== Segment start ==
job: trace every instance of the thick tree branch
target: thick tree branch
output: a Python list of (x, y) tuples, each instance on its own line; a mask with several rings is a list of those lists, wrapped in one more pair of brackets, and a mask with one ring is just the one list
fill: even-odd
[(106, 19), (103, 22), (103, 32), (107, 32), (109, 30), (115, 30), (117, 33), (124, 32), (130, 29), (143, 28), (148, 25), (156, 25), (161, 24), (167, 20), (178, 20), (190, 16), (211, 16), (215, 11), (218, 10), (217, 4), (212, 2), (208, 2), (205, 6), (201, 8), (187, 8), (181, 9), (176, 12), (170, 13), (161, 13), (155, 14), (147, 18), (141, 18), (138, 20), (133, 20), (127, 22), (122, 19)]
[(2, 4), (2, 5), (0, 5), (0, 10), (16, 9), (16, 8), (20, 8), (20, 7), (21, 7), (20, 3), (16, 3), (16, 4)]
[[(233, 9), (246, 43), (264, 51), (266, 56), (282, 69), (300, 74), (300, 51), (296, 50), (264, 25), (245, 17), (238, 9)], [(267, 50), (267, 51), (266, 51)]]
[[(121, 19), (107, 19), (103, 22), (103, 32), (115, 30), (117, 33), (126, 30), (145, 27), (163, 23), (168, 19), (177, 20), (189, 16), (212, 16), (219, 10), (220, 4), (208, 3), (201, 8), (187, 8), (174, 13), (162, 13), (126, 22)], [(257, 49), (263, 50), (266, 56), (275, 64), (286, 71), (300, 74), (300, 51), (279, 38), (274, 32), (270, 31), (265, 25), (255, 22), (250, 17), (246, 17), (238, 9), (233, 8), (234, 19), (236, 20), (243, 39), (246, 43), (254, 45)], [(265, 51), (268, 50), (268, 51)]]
== Segment end ==
Where the string "branch" appears in a line of the listing, copy that line.

◆ **Task result**
job: trace every instance of the thick tree branch
target: thick tree branch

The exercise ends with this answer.